**VORLIEGENDER TEXT:**
########

29 vor Christi Geburt rückten römische Legionen hierher vor. Nach den Daker Kriegen wurde „Pannonien“ römische Provinz. Nach dem Ende der römischen Herrschaft begaben sich Magyaren auf Raubzüge durch ganz Europa und erbeuteten Luxusartikel, teure Waren und auch Gefangene. Ihr Vorteil waren sehr bewegliche Reiter-Scharen.
Christianisierung
Stephan I. (der Heilige!) (1000 bis 1038) war ein ungarischer Fürst aus der Dynastie der Arpaden, der 1. König des von ihm gegründeten Königreiches. Er leitete die Christianisierung in seinem Reich ein. 1102 kam dann durch Personalunion das Königreich Kroatien zu Ungarn. 1241 verwüsteten jedoch die Mongolen nach dem Sieg in der Schlacht bei Muhi das Land und töteten etwa die Hälfte der Einwohner. König Béla IV. – 1235-1270 – holte daraufhin viele Einwanderer in das Land. Sie wurden angelockt durch regional festgelegte Steuerprivilegien und die Garantie des Rechts auf regionale Selbstverwaltung. Darunter waren auch viele deutsch Sprechende wie die Siebenbürger Sachsen. Heute gehört das Gebiet zu Rumänien. 1370 bis 1386 und 1440 bis 1444 wurde Ungarn in Personalunion mit Polen regiert. Unter dem hochgebildeten ungarischen König Matthias Corvinus (1458-1490) wurde die Universität Pressburg gegründet. Der „Renaissancefürst“ holte Gelehrte und Künstler aus Italien an seinen Hof.

########

**Zeigedaten zu Regionen:**
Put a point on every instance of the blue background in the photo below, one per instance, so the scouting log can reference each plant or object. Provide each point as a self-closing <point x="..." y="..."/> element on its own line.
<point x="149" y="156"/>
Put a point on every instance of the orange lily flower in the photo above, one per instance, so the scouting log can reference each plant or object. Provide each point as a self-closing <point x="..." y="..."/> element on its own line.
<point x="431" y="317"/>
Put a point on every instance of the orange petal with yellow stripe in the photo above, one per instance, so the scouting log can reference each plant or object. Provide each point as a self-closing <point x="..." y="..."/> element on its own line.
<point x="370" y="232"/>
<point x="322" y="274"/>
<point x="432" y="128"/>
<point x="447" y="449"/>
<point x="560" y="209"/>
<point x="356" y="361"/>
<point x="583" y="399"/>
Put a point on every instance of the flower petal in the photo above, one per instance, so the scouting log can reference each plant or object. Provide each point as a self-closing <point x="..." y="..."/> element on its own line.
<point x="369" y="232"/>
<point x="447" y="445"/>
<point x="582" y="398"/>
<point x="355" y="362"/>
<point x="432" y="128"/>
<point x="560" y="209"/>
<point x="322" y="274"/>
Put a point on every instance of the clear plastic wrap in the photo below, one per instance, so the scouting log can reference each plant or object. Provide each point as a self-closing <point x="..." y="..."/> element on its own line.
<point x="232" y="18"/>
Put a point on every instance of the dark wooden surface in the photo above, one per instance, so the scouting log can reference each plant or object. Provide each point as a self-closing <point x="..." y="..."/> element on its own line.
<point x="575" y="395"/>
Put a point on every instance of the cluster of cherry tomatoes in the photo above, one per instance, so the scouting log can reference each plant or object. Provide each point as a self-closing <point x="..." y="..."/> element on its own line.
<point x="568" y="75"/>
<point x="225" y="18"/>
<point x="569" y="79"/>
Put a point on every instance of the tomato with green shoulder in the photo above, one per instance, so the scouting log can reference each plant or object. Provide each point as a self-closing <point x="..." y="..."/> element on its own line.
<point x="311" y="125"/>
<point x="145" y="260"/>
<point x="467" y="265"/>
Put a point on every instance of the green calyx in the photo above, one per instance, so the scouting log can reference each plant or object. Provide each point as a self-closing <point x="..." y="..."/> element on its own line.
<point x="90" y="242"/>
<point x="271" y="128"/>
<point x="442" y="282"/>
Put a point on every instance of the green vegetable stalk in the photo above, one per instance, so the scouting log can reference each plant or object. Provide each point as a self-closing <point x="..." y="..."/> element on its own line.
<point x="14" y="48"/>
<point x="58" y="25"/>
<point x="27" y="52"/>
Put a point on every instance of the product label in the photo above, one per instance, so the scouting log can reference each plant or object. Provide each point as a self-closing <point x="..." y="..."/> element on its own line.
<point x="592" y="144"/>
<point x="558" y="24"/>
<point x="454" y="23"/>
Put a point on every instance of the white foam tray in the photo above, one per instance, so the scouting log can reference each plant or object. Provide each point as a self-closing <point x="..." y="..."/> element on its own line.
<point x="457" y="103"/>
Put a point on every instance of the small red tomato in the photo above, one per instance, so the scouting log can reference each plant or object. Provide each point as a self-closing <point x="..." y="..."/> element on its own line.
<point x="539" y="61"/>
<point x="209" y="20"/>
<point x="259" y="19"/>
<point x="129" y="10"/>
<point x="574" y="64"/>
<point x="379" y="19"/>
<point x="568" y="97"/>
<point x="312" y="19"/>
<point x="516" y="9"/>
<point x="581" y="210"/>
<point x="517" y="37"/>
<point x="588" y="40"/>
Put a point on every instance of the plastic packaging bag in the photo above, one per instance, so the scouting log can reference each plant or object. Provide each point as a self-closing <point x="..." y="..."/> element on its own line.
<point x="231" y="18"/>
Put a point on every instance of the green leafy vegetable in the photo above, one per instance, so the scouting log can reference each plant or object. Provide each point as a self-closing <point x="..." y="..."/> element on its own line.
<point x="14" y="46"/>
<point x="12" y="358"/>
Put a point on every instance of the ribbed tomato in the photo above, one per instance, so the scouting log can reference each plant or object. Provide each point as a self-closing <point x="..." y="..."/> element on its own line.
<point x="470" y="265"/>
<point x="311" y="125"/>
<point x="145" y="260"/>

########

**ARBEITSAUFTRÄGE:**
(a) In welchem Jahr verwüsteten laut dem Text zur ungarischen Geschichte die Mongolen das Land?
(b) Bitte fasse den Absatz des Textes zur ungarischen Geschichte, der mit „29 vor Christi Geburt“ beginnt, als Stichpunktliste zusammen und behalte dabei seine wichtigsten Fakten bei.
(c) Übersetze aus dem Text zur ungarischen Geschichte den Satz „Unter dem hochgebildeten ungarischen König Matthias Corvinus (1458-1490) wurde die Universität Pressburg gegründet.“ ins Englische.
Die Zeilen werden für die Aufgaben nicht benötigt.

**LÖSUNGEN:**
(a) 1241, nach ihrem Sieg in der Schlacht bei Muhi.

(b)
- 29 v. Chr.: Römische Legionen rücken hierher vor.
- Nach den Dakerkriegen wird Pannonien römische Provinz.
- Nach dem Ende der römischen Herrschaft unternehmen Magyaren Raubzüge durch ganz Europa.
- Dabei erbeuten sie Luxusartikel, teure Waren und Gefangene.
- Ihr Vorteil sind sehr bewegliche Reiterscharen.

(c) Under the highly educated Hungarian king Matthias Corvinus (1458-1490), the University of Pressburg was founded.